■ **Required task**
Reproduce the data verbatim, starting at the line that contains "Category: tank road wheel" and continuing up to and including the line that contains "pixel 343 143".

■ **Provided records**
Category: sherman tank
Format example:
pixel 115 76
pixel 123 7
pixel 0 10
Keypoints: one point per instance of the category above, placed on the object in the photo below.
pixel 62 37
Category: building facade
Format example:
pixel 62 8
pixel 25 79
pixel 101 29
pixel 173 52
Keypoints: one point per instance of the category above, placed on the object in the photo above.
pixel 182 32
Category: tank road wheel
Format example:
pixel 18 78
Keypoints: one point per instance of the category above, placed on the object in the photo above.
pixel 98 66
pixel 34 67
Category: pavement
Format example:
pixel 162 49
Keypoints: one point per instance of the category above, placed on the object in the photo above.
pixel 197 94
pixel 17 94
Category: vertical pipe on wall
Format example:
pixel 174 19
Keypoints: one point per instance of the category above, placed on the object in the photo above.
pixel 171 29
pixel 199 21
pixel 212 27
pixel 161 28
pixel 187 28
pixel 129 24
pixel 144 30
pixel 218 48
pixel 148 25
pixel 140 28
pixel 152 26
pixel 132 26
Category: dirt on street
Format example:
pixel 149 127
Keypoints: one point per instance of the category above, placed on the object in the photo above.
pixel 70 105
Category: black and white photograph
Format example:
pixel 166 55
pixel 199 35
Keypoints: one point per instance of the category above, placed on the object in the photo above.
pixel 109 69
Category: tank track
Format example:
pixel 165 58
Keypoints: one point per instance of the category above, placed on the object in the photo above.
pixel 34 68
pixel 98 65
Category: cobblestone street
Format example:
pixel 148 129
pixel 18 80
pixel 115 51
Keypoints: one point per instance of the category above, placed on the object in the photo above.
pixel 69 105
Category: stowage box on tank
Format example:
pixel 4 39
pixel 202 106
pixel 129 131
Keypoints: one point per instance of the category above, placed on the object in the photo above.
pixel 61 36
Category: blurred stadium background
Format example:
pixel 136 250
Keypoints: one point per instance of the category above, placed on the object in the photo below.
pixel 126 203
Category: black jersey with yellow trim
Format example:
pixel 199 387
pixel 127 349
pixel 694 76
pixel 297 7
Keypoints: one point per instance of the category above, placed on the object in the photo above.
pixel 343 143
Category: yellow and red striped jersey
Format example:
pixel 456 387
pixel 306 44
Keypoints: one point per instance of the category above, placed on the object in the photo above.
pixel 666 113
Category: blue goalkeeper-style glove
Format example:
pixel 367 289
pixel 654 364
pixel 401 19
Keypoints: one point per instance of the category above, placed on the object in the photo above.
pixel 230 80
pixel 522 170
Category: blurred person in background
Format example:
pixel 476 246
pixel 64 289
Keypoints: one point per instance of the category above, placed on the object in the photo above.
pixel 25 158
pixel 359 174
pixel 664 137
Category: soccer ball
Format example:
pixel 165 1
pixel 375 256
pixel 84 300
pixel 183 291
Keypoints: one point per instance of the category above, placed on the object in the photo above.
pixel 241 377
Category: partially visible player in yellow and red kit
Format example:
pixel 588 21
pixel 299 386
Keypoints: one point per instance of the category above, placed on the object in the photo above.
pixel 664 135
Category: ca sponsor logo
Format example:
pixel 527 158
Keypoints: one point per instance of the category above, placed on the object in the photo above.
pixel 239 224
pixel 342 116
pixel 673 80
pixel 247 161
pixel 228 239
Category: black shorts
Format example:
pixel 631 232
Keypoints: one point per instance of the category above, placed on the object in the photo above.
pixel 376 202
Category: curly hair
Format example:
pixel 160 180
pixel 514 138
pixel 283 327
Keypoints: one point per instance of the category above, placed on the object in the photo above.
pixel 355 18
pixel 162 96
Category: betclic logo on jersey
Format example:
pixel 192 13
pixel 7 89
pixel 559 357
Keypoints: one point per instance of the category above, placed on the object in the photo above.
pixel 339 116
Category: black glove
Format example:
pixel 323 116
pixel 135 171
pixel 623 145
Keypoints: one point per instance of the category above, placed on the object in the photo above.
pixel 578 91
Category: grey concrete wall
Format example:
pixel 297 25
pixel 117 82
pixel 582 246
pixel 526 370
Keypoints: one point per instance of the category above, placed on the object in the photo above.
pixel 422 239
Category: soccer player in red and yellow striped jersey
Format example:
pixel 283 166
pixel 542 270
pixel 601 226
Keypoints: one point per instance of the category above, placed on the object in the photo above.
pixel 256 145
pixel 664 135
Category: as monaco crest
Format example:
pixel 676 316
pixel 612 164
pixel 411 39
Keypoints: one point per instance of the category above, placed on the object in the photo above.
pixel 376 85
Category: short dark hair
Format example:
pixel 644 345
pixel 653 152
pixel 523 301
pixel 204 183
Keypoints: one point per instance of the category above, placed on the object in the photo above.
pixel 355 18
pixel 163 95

■ **Final result**
Category: tank road wheel
Format example:
pixel 18 78
Keypoints: one point per instance of the category above, placed on the object in the photo above.
pixel 98 66
pixel 34 67
Category: pavement
Format example:
pixel 162 49
Keypoints: one point per instance of the category above, placed on the object in the photo above.
pixel 197 94
pixel 17 94
Category: vertical pipe on wall
Format example:
pixel 174 19
Keypoints: one point per instance of the category above, placed on the object in the photo above.
pixel 171 29
pixel 199 21
pixel 212 27
pixel 161 28
pixel 187 28
pixel 129 24
pixel 144 30
pixel 218 48
pixel 148 25
pixel 140 28
pixel 152 26
pixel 132 26
Category: dirt on street
Format example:
pixel 149 127
Keypoints: one point per instance of the category above, placed on the object in the photo above.
pixel 70 105
Category: black and white photograph
Format example:
pixel 166 55
pixel 199 35
Keypoints: one point per instance of the category above, placed on the object in the photo above.
pixel 109 69
Category: tank track
Format example:
pixel 165 58
Keypoints: one point per instance of the category above, placed on the object in the photo above.
pixel 34 68
pixel 98 65
Category: cobblestone street
Format example:
pixel 148 129
pixel 18 80
pixel 115 51
Keypoints: one point per instance of the category above, placed on the object in the photo above.
pixel 69 105
Category: stowage box on tank
Format example:
pixel 4 39
pixel 202 106
pixel 129 131
Keypoints: one point per instance of the category above, placed on the object in the photo above.
pixel 61 36
Category: blurred stadium background
Format example:
pixel 136 250
Keypoints: one point per instance of the category above, placed on the object in the photo below.
pixel 126 203
Category: black jersey with yellow trim
Format example:
pixel 199 387
pixel 127 349
pixel 694 76
pixel 297 7
Keypoints: one point per instance of the category above, placed on the object in the photo above.
pixel 343 143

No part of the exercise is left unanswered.